→ WHAT YOU NEED TO DO: Your task is to write out exactly the lines from the line containing "of the suit" through the end of the records, inclusive at both ends.
=-=-=-=-=
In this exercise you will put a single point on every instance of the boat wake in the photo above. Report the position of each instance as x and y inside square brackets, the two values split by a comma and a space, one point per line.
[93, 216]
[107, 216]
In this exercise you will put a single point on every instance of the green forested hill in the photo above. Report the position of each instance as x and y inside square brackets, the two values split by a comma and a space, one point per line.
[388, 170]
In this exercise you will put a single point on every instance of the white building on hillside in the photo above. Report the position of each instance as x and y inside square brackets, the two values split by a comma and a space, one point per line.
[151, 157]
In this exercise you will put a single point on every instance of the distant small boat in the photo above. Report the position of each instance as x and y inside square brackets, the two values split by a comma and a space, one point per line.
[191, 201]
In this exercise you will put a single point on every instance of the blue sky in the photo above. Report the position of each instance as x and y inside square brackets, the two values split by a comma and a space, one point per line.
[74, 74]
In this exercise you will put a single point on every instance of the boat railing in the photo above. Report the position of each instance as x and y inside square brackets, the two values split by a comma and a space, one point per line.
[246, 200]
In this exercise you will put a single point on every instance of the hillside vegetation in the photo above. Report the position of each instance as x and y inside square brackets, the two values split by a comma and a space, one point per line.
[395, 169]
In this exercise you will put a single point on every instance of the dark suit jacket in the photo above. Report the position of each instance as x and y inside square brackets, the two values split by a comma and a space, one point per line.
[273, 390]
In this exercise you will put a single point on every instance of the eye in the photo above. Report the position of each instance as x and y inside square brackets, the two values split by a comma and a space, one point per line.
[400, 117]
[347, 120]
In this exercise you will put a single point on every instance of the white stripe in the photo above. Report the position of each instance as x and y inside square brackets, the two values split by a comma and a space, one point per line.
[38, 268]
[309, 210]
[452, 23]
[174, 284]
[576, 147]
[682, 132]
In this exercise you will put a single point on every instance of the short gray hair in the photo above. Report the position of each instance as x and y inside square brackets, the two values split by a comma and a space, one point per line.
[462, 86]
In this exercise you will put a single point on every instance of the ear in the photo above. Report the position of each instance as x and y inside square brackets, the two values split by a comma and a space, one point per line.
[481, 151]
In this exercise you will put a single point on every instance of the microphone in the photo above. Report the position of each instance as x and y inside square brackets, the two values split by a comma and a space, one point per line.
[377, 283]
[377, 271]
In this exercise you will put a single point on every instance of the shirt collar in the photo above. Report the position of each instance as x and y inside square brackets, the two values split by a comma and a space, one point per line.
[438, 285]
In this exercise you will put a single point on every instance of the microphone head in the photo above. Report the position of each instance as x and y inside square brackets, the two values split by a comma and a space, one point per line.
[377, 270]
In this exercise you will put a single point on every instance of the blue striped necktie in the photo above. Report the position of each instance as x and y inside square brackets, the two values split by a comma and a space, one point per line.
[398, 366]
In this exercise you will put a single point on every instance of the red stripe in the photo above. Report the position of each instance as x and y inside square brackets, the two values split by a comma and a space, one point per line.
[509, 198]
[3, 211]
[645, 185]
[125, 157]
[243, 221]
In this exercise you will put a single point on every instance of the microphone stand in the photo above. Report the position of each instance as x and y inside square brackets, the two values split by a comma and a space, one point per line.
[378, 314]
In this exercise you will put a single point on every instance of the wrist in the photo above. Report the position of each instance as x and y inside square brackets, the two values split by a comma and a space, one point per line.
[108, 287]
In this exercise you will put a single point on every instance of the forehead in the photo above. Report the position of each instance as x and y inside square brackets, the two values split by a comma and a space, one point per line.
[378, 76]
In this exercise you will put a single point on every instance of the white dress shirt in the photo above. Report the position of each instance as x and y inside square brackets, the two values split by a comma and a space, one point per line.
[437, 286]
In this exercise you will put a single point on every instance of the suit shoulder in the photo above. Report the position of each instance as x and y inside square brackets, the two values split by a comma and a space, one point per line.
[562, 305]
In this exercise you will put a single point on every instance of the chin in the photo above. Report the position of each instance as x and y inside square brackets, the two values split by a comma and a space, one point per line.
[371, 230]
=-=-=-=-=
→ RESPONSE TO THE EXERCISE:
In this exercise you will put a single point on every instance of the suit shoulder in the photo above. Report the position of each instance as x and y inside square brackets, the two values split by a comma and a space, one point per line.
[562, 305]
In this exercise you will put a single point on every instance of the chin in the photo above. Report the position of each instance as x and y inside square brackets, the two values split by a comma and a space, one point per line.
[371, 230]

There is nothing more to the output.